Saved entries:
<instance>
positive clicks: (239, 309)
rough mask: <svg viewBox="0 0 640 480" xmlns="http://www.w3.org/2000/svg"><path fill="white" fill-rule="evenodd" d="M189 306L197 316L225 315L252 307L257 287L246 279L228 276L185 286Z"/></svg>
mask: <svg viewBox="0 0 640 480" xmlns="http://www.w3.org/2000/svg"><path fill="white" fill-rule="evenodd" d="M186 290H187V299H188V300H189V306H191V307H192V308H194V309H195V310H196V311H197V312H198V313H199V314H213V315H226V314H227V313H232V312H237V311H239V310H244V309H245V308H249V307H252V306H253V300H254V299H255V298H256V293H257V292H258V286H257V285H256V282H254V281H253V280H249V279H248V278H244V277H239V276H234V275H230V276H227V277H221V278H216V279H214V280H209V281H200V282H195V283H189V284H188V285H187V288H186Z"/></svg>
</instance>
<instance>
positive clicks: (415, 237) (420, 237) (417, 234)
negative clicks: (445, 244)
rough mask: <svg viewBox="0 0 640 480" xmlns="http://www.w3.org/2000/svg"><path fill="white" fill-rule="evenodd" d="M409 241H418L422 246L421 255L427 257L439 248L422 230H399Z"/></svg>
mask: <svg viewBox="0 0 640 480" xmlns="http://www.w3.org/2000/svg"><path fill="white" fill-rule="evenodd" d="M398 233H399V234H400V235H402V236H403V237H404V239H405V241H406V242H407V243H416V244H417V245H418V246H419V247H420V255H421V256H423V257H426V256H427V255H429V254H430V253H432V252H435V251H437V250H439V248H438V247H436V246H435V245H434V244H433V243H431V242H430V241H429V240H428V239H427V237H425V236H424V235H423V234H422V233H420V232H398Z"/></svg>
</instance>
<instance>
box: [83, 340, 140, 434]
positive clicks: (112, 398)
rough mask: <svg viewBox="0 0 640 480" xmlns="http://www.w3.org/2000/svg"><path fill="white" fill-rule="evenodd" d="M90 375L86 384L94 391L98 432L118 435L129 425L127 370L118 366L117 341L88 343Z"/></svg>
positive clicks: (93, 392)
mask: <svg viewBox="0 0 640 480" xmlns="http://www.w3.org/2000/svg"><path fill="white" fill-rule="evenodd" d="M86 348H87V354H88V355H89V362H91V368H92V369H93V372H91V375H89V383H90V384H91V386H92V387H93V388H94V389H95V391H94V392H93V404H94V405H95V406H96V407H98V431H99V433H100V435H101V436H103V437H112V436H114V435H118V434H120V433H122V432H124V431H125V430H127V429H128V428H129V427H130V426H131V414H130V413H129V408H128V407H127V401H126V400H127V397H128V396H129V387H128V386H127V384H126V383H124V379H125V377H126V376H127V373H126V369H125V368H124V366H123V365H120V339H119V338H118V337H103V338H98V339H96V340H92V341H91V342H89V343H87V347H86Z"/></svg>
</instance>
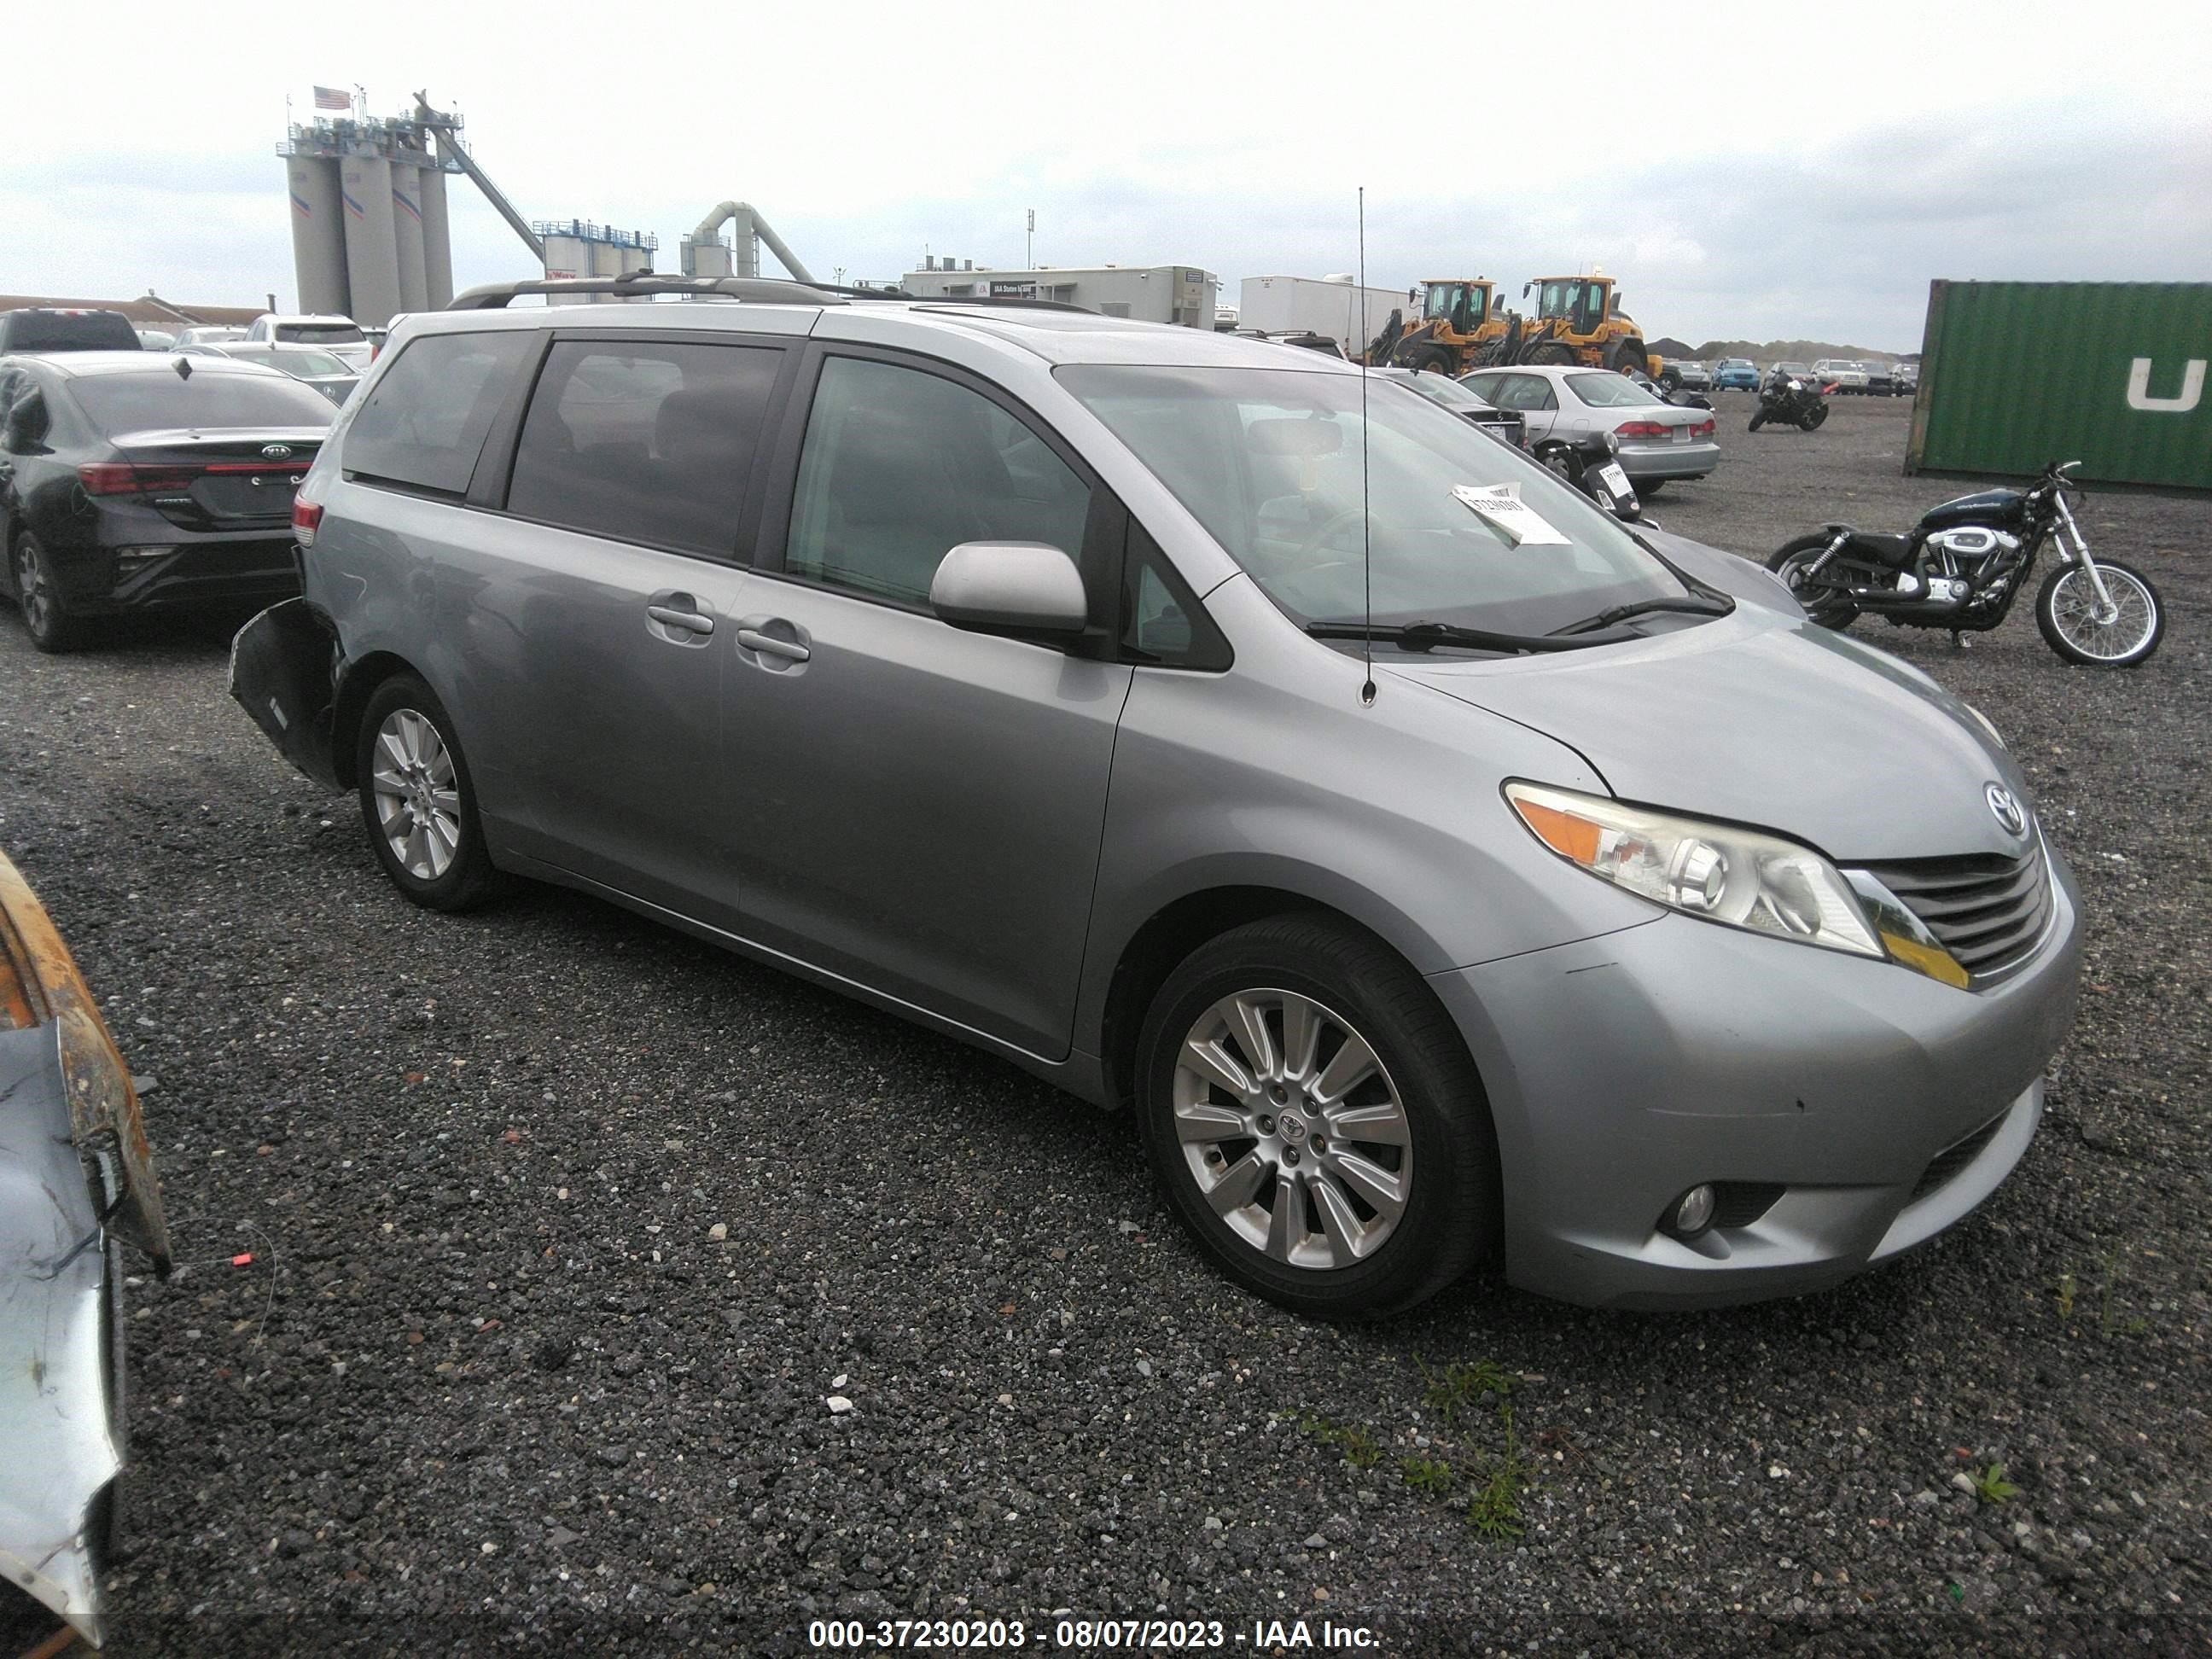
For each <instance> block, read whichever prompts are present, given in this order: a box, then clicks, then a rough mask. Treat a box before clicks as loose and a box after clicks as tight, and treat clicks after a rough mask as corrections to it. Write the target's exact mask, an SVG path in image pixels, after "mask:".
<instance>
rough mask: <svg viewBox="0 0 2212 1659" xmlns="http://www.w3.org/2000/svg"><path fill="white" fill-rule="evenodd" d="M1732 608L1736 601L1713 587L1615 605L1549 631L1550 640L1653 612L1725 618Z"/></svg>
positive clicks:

#### Your assignment:
Count how many lines of the entries above contain the string "positive", with case counting. Reply with the number alone.

#### Worked solution:
5